PROBLEMS AND TASKS -
A. In the passage on the Nenagh hospital site, edit the stretch from "The Nenagh Union" through "Nenagh in 2004." so that "burnt" is replaced by "burned".
B. Resume the passage on the Nenagh hospital site, continuing after its final sentence.

EXCERPTED TEXT -

↓↓↓

The site has a tradition of caring for sick and infirm that goes back to c. 1200 when Saint John the Baptist's Priory and Hospital was founded by Theobald Butler for the Fratres Cruciferi, an order of Augustinian canons. The priory was secularized in 1541 and finally dissolved in 1551. The remaining ruins are to be found south-east of the hospital, at the graveyard close to the Neagh River, short before the Tyone Bridge.

The Nenagh Union Workhouse and Infirmary, which was designed by George Wilkinson, was opened on the site in 1841. The workhouse was burnt down by Irish republicans in February 1923.

A modern medical facility, designed in the International Style and built on the same site, was officially opened by Seán T. O'Kelly, Vice-President of the Executive Council and Minister for Local Government and Public Health as St Joseph's Hospital on 30 September 1936. It became the Mid-Western Regional Hospital, Nenagh in 2004.

↑↑↑

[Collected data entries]
↓↓↓

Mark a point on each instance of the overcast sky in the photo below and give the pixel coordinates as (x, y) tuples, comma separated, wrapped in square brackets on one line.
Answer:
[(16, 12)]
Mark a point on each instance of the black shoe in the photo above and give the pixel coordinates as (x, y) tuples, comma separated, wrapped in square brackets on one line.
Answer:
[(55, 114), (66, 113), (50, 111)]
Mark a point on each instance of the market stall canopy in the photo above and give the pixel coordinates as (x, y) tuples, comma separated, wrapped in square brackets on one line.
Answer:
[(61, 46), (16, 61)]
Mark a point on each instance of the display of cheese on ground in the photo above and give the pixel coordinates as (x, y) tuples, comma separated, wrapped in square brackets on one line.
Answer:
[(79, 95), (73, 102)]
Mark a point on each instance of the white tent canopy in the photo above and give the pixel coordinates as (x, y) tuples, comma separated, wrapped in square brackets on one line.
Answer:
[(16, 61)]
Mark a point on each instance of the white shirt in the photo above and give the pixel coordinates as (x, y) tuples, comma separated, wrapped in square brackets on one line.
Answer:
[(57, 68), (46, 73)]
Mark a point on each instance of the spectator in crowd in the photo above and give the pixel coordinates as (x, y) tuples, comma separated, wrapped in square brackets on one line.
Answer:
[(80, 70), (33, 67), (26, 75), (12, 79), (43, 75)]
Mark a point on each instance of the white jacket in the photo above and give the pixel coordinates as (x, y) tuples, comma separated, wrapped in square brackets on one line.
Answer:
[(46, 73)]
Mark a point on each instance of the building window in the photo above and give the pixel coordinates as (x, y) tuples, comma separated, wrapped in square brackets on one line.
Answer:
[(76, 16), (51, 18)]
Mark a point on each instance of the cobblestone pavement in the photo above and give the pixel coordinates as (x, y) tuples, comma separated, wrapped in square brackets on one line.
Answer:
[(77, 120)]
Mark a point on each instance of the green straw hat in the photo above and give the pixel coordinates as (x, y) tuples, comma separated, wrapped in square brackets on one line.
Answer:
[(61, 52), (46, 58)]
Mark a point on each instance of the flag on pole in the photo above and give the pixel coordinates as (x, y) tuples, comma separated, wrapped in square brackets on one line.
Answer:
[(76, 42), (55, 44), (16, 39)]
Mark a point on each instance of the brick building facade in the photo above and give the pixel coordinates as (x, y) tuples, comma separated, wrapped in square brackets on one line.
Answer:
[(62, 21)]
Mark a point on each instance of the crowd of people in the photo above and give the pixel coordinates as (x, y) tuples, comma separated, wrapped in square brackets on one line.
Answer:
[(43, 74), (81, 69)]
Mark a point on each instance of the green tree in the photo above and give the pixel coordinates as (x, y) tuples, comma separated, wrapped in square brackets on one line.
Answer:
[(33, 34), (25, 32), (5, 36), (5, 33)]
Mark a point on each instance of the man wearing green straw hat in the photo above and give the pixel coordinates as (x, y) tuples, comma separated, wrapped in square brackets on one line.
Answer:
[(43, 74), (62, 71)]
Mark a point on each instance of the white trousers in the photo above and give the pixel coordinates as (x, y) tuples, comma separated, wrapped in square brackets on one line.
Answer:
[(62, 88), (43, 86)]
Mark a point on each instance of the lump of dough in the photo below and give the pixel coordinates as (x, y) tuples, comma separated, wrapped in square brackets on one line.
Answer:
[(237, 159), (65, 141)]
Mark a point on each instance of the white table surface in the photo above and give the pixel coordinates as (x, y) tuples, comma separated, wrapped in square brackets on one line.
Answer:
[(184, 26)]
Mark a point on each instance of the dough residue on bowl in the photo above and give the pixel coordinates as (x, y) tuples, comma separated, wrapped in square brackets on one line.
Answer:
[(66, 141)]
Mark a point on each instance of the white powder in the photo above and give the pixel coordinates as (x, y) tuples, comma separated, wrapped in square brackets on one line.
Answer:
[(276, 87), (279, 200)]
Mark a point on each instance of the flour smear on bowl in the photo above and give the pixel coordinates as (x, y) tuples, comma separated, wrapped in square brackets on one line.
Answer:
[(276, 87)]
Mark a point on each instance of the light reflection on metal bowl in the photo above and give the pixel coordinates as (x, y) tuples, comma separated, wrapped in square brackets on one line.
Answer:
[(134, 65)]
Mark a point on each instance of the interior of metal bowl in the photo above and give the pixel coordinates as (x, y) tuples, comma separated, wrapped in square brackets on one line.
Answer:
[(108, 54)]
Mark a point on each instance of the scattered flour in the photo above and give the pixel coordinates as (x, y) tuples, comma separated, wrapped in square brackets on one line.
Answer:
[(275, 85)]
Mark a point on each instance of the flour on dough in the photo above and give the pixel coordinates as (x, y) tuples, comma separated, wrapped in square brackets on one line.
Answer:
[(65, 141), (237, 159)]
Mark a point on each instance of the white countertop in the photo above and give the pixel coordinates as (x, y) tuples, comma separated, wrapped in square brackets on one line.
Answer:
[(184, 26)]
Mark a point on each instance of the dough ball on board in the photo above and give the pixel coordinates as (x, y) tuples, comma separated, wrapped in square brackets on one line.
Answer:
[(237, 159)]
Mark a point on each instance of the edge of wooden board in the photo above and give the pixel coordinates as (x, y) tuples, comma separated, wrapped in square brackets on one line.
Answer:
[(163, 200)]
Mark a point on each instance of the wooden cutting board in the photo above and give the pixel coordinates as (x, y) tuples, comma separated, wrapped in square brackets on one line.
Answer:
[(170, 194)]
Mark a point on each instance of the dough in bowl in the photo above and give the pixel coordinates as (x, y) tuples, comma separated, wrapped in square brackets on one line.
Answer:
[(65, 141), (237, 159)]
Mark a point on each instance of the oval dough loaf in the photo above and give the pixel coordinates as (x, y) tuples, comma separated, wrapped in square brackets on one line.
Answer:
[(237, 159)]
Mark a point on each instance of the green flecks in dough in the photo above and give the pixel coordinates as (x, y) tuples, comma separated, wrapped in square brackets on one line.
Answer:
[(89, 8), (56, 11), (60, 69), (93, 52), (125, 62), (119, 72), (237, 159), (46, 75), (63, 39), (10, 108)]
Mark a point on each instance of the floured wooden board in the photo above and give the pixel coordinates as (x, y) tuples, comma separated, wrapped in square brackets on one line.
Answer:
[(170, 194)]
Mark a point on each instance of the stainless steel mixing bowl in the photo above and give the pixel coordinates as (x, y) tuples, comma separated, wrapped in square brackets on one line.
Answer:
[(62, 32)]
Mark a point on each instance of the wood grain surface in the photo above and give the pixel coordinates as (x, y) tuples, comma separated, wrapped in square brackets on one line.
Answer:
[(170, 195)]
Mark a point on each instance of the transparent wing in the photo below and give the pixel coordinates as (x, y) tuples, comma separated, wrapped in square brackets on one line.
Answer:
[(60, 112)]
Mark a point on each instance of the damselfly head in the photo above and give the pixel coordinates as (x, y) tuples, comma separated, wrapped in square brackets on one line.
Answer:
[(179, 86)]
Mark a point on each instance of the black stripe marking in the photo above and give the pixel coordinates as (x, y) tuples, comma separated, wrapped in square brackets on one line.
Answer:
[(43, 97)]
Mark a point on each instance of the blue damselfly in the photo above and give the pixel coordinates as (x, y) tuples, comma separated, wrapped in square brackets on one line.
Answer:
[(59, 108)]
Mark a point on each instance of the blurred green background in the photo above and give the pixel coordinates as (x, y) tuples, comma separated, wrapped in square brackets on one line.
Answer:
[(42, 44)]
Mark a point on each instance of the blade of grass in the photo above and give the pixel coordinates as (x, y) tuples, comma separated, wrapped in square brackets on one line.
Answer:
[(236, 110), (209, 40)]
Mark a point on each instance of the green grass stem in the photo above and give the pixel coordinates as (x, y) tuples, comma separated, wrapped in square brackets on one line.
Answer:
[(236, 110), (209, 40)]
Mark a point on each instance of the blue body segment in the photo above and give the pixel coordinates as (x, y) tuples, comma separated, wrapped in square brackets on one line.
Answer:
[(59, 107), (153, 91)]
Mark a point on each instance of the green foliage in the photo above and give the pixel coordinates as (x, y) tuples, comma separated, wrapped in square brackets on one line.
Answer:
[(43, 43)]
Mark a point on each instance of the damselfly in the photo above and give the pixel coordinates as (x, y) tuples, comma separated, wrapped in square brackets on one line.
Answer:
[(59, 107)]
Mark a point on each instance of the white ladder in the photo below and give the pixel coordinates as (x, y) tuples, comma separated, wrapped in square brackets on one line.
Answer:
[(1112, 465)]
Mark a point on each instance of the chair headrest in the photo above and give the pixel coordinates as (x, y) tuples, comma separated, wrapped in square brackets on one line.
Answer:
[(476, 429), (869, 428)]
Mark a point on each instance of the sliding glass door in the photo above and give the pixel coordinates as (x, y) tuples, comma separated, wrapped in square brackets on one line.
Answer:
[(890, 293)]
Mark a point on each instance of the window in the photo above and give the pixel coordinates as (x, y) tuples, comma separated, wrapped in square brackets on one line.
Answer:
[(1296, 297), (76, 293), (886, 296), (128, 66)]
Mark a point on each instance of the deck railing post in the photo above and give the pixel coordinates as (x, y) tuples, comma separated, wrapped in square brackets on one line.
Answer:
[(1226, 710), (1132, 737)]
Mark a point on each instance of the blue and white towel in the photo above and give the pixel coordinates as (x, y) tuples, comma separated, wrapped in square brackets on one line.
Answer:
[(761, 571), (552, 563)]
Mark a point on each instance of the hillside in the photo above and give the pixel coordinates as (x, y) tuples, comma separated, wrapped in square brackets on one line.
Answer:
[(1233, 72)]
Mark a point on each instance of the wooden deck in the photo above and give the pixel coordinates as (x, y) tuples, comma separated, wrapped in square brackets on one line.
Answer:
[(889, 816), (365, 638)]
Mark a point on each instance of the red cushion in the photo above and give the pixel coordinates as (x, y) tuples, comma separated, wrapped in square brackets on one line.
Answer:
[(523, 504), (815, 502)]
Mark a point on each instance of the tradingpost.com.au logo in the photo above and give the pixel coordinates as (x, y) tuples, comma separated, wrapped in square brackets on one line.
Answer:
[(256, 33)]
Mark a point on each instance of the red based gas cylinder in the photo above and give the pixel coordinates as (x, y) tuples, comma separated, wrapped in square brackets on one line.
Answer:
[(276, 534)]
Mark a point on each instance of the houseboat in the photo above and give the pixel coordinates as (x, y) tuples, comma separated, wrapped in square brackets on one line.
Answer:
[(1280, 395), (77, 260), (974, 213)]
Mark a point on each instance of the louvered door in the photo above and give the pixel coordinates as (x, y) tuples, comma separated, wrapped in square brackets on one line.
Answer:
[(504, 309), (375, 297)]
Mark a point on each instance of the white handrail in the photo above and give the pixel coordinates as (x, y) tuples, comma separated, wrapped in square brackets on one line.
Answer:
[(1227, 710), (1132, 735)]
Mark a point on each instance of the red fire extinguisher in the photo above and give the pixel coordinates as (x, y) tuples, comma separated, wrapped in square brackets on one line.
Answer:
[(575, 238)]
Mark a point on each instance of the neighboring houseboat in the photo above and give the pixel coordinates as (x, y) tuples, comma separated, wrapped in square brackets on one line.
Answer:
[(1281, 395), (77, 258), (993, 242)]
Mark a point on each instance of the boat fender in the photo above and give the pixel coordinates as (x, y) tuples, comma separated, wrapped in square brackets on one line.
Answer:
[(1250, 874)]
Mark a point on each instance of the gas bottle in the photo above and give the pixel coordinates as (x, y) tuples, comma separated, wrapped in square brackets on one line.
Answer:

↑↑↑

TASK-BY-TASK RESULTS -
A.
The Nenagh Union Workhouse and Infirmary, which was designed by George Wilkinson, was opened on the site in 1841. The workhouse was burned down by Irish republicans in February 1923.

A modern medical facility, designed in the International Style and built on the same site, was officially opened by Seán T. O'Kelly, Vice-President of the Executive Council and Minister for Local Government and Public Health as St Joseph's Hospital on 30 September 1936. It became the Mid-Western Regional Hospital, Nenagh in 2004.

B.
In February 2009, Government plans to move certain services from Nenagh to the Mid-Western Regional Hospital, Limerick were met with protests from healthcare professionals, local residents and several local businesses including the Abbey Court Hotel and a 4,000-person public demonstration. While there would still be 24-hour access for patients referred by GPs, all surgical emergencies would be dealt with in Limerick. The changes would mean an estimated 10 extra admissions per night at the emergency department at Limerick. The 24-hour accident & emergency service at Nenagh Hospital ceased in April 2009. However a new surgical day unit was subsequently established at the Nenagh Hospital in order to take pressure off the hospital at Limerick.

It was renamed Nenagh Hospital in 2013 when the hospitals in the greater Mid-West Region became part of a single operating and governance structure known as the UL Hospitals Group.

==Services==
The hospital provides 70 beds, of which 49 are in-patient beds, while 21 are reserved for day cases.